*Requirement*:
Set down all of the entries word for word, omitting the images they contain.

*Exercise material*:
□ □ □ □
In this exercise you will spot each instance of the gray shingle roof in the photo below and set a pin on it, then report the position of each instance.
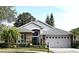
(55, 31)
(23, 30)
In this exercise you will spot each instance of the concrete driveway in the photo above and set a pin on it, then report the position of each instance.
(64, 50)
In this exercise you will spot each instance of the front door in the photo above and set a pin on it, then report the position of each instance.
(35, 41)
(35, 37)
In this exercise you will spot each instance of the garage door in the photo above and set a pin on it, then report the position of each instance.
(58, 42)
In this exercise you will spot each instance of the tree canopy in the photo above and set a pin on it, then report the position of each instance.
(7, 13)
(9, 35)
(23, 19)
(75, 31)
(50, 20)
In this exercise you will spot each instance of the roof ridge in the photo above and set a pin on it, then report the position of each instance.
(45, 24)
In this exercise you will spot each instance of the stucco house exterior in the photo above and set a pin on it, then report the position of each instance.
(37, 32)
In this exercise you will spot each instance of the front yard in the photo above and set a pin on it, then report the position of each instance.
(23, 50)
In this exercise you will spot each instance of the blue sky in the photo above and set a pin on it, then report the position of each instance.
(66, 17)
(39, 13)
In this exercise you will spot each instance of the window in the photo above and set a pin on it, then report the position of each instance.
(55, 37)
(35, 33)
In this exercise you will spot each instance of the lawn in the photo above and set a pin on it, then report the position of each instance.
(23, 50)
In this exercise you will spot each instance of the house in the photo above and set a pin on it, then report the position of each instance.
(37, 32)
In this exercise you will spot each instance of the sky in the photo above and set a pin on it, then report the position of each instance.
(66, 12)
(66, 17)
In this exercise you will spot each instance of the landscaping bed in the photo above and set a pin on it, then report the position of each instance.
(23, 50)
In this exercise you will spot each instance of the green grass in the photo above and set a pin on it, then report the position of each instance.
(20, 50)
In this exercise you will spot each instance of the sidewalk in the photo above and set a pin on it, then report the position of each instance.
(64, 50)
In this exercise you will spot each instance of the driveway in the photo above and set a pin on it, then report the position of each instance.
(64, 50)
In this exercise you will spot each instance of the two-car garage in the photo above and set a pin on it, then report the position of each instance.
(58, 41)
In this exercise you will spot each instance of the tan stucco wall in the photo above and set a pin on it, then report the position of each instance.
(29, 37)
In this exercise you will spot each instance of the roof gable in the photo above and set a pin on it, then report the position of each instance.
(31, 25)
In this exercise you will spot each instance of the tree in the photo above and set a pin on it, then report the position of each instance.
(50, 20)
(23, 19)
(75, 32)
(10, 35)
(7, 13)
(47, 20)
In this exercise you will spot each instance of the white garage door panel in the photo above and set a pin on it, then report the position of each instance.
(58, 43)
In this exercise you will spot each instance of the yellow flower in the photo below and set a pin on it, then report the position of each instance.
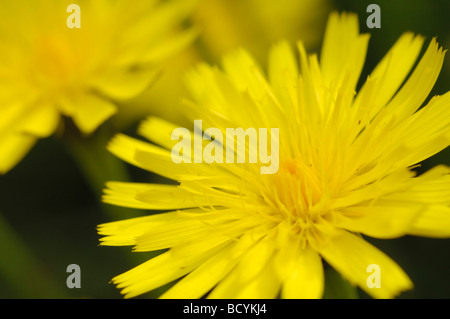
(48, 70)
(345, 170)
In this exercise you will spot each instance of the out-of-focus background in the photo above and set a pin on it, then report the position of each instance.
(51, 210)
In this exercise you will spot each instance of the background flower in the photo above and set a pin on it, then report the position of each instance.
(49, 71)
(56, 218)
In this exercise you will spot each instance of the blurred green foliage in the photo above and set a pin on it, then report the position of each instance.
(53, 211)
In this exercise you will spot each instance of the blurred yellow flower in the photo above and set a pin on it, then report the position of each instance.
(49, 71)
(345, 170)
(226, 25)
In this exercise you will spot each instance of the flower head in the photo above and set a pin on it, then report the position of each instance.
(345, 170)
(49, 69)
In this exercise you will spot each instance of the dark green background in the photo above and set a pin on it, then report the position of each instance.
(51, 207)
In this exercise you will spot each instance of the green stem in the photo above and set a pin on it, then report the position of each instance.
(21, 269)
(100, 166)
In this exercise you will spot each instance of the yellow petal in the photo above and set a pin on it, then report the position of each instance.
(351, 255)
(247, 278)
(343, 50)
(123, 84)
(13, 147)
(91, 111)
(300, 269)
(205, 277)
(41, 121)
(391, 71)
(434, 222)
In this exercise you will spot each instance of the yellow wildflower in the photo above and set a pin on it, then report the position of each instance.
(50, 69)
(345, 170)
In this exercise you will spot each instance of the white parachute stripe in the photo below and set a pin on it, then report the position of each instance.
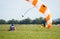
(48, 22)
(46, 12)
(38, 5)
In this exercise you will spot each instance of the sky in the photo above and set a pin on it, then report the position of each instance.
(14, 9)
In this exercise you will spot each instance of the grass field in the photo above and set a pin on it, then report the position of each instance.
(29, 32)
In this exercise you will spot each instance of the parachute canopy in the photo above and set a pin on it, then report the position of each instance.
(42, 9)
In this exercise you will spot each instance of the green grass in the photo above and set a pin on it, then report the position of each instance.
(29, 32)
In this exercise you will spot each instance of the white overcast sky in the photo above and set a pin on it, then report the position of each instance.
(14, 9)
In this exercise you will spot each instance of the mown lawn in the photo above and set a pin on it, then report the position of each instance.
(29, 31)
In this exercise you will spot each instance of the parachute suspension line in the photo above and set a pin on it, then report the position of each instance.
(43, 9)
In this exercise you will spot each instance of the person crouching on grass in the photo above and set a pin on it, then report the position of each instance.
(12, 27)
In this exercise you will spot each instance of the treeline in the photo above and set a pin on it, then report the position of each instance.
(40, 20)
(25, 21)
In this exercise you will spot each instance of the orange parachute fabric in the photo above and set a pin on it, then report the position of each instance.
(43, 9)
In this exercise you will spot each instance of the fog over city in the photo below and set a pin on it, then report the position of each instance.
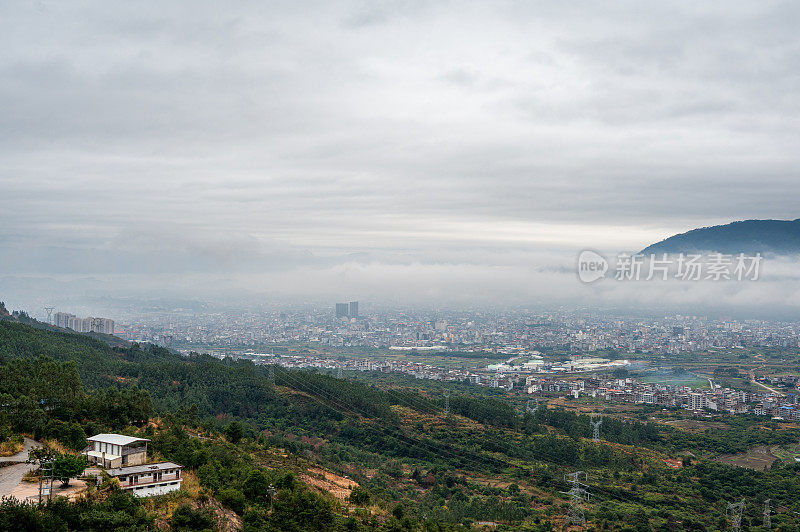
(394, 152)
□ □ □ □
*Result*:
In this exercise you will spot each instance of the gray shingle roof in the photo below and set a pin on it, then report the position of each instance.
(55, 31)
(23, 30)
In this exercise you will spot each instance of the concrete driveway in the photo above and set a pin on it, then report the position of each instance.
(64, 50)
In this exercise you will spot each instance of the front door in the photo above and set a pin on it, then report the position of each instance.
(35, 41)
(35, 37)
In this exercise you will spot each instance of the garage door in the photo above and set a pin on it, then report the position of each instance.
(58, 42)
In this exercise you will spot each instance of the tree canopy in the photo above and set a pin on it, then report the position of each instance.
(7, 13)
(9, 35)
(23, 19)
(75, 31)
(50, 20)
In this exercise you will spot each instance of the roof ridge in the photo above and set a pin on it, then report the position of each instance.
(45, 24)
In this exercise you will spot each instance of the stucco house exterior in the photo above and set a pin on it, then report the position of each instance.
(37, 32)
In this exercise you will spot each instance of the front yard in the photo above and set a pin on it, then report the position of each instance.
(23, 50)
In this exercise you will spot each instance of the blue sky in the photo above and set a pin on it, then report the position of each instance.
(66, 17)
(39, 13)
In this exercise you will spot each instance of the window in the photo above and set a pin on it, then report the position of each instance.
(55, 37)
(35, 33)
In this exercise you will spot each instance of the lawn in the photo above and set a pin on it, then report the position of each instance.
(23, 50)
In this exercise you will spot each instance of the house in the photo above and set a pin on it, then report the position of each instance.
(37, 32)
In this exercise you will spot each instance of the sky in the photo above and set a pin on it, then report the position of each instance.
(66, 12)
(66, 17)
In this exercise you will spot each instance of the landscaping bed in the photo above and set a pin on it, then report the position of each instance.
(23, 50)
In this exercise you will spot each instance of the green grass in the photo above and set a pin on it, then report the position of each instance.
(20, 50)
In this exercise you will spot each instance of the sidewalk in the photo above and set a pin on it, then report the position of each instance.
(64, 50)
In this exercise you will spot each instance of the driveway in the photo above and set a pin on it, then report the position of each instance.
(64, 50)
In this exercise you will spot each instance of the two-car garage in the photo above and set a pin on it, then report the position of each instance.
(58, 41)
In this exercise you will spot each instance of the tan stucco wall in the photo above and set a pin on it, then report the position of each instance.
(29, 37)
In this exercise you will spot each instance of the roof gable in the photo above and set a pin on it, then report the position of each instance.
(31, 25)
In this exercise you will spot each instance of the tree in the photo above and set a pin on it, then report the position of each instance.
(50, 20)
(23, 19)
(75, 32)
(10, 35)
(7, 13)
(47, 20)
In this exercise you will spot each instance of the white garage door panel in the photo above and set a pin on it, then report the position of each instance.
(58, 43)
In this exercise you will spot each instance of the yellow flower in the photo below and set a pin on it, then report the position of each instance.
(48, 70)
(345, 170)
In this exercise you will spot each instance of the out-of-focus background in the photo above and set a pin on it, then report the position of each instance.
(51, 210)
In this exercise you will spot each instance of the background flower in the photo above and set a pin on it, then report the position of each instance.
(49, 71)
(56, 218)
In this exercise you will spot each instance of the blurred green foliage in the photo above and set a pin on it, then report the position of each instance.
(53, 211)
In this exercise you will spot each instance of the blurred yellow flower in the photo above and set a pin on it, then report the position of each instance.
(49, 71)
(345, 170)
(226, 25)
In this exercise you will spot each instance of the flower head in the photo above and set a pin on it, then report the position of each instance.
(345, 170)
(49, 69)
In this exercise you will spot each instance of the dark green background in the photo above and set a pin on it, then report the position of each instance.
(51, 207)
In this exercise you will spot each instance of the green stem in the photo above and set a pin on it, then report the position of each instance.
(21, 269)
(100, 166)
In this exercise you will spot each instance of the yellow petal in the photo above and set a pin on it, then report the position of each instance.
(351, 255)
(247, 278)
(343, 50)
(123, 84)
(13, 147)
(91, 111)
(300, 269)
(205, 277)
(41, 121)
(391, 71)
(434, 222)
In this exercise you will spot each instance of the yellow wildflower in the photo above and set a pin on it, then report the position of each instance.
(50, 69)
(345, 170)
In this exercise you will spot each instance of the white parachute stripe in the photo below and set a pin on it, then report the position of each instance.
(48, 22)
(46, 12)
(38, 5)
In this exercise you will spot each instance of the sky in the photo above and set a pin on it, then report the position of each instance.
(14, 9)
In this exercise you will spot each instance of the grass field in the photo above and set a pin on it, then report the position of each instance.
(29, 32)
In this exercise you will spot each instance of the parachute canopy in the photo above and set a pin on it, then report the position of each instance.
(42, 9)
In this exercise you will spot each instance of the green grass in the photo above and set a pin on it, then report the position of each instance.
(29, 32)
In this exercise you will spot each instance of the white overcast sky in the photo above and set a pin on it, then report the position of each instance.
(14, 9)
In this exercise you will spot each instance of the mown lawn in the photo above and set a pin on it, then report the position of each instance.
(29, 31)
In this exercise you will spot each instance of the parachute suspension line in the photo above and set a pin on it, then report the position of each instance.
(43, 9)
In this exercise you will spot each instance of the person crouching on grass in the photo above and set a pin on it, then report the position of each instance.
(12, 27)
In this exercise you will spot each instance of the treeline in the photo above and set a pin on it, then report the position of each instance.
(40, 20)
(25, 21)
In this exercise you will spot each instance of the orange parachute fabric in the photo above and set a pin on it, then report the position of each instance.
(43, 9)
In this exercise you will spot each instance of the fog over city in the photo below and set a pin on it, then report the position of each instance.
(394, 152)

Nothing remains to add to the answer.